Bei der Frage nach der derzeit größten Malware-Bedrohung rückt Andreas Marx (AV-TEST) die Masse der Attacken in den Blickpunkt: „Die schiere Zahl der Malware-Angriffe macht es sehr schwer, einzuschätzen, was wirklich relevant ist und welche Angriffe eher ‚Hintergrundrauschen‘ sind. War das jetzt ein gezielter Angriff gegen meine Organisation oder nur ein massenhafter Rundumschlag? Uns sind bisher über 900 Millionen Malware-Samples bekannt – und jede Sekunde kommen 4 bis 5 neue Varianten hinzu, Tendenz: steigend.“ Auf Entspannung sollte man nicht hoffen: „Weniger wird es mit Sicherheit nicht mehr“, prognostiziert Marx.

▶ Zu erledigende Aufgaben:
• 1. Beantworte anhand des Texts zur Malware-Bedrohung:
(a) Welcher Organisation wird Andreas Marx zugeordnet?
(b) Wie viele Malware-Samples sind laut Marx bisher bekannt?
(c) Wie viele neue Varianten kommen laut Marx jede Sekunde hinzu?
• 2. Schreib den Text zur Malware-Bedrohung im Anschluss an seinen letzten Satz weiter.

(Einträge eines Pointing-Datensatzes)
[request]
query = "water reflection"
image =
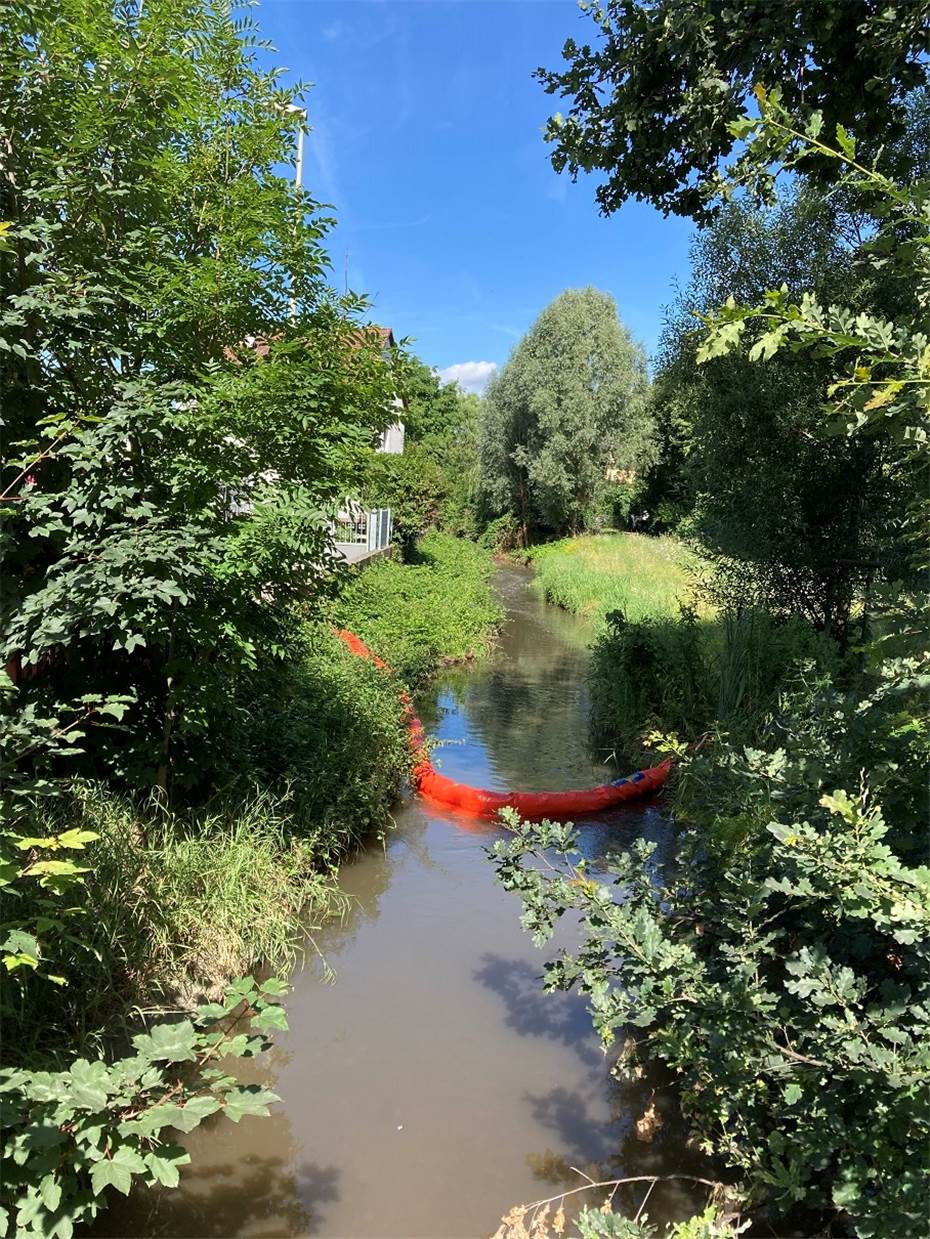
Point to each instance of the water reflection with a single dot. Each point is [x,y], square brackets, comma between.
[435,1084]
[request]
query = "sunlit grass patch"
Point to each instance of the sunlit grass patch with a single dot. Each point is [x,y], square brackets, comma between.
[644,577]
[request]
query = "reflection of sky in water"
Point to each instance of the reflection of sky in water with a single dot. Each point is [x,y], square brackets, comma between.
[435,1083]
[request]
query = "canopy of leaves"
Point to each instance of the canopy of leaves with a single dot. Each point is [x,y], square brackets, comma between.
[653,97]
[185,402]
[795,517]
[567,408]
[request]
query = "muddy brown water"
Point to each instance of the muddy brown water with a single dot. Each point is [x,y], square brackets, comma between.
[435,1084]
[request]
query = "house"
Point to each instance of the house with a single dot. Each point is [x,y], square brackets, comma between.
[358,534]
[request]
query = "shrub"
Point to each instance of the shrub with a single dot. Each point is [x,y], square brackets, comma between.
[421,615]
[71,1135]
[692,674]
[780,970]
[326,732]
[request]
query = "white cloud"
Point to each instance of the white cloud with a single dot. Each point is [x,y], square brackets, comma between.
[469,376]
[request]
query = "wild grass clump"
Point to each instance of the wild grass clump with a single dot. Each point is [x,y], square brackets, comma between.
[692,674]
[326,732]
[591,576]
[438,608]
[171,908]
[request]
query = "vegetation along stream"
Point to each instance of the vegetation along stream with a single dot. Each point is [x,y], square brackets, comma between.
[435,1083]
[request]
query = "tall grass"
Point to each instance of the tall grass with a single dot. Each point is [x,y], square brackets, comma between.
[436,610]
[595,575]
[690,675]
[172,907]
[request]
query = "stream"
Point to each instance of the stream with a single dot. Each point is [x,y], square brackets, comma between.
[435,1084]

▶ Die Antworten:
• 1.
(a) AV-TEST
(b) Über 900 Millionen
(c) 4 bis 5

• 2.
Ransomware
„Die größte Gefahr geht derzeit nach wie vor von Verschlüsselungstrojanern aus – Daten werden unlesbar oder unbrauchbar gemacht und Unternehmen in der Folge handlungsunfähig“, antwortete uns Rainer Rehm (Zscaler). Wenig Veränderung erwartet hier Jürgen Jakob (Jakobsoftware): „Erpressung von Lösegeldern ist für Cyberkriminelle auch auf absehbare Zeit das primäre Ziel.“
Ein ähnliches Bild zeichnet Liviu Arsene (Bitdefender): „Während Advanced Threats für CISOs derzeit ein Hauptaugenmerk sind, bleibt Ransomware immer noch eine der disruptivsten Arten von Malware. Und zwar einfach wegen der enormen finanziellen Auswirkungen und Rufschädigung, die sie mit wenig Aufwand verursachen kann.“ Die Ransomware-as-a-Service-Industrie habe hochwirksame Tools wie GandCrab entwickelt, mit denen sie Unternehmen jedweder Größe attackiere. „Es ist zu befürchten, dass neue Varianten den Verschlüsselungsprozess noch schneller und zuverlässiger gestalten und neue Infektions- und Bereitstellungsmechanismen nutzen, die effektiv die Sicherheitsmaßnahmen von Unternehmen umgehen. Die Erfolge ermutigen cyberkriminelle Communities zudem, höhere Beträge von Opfern zu erpressen“, mahnt Arsene.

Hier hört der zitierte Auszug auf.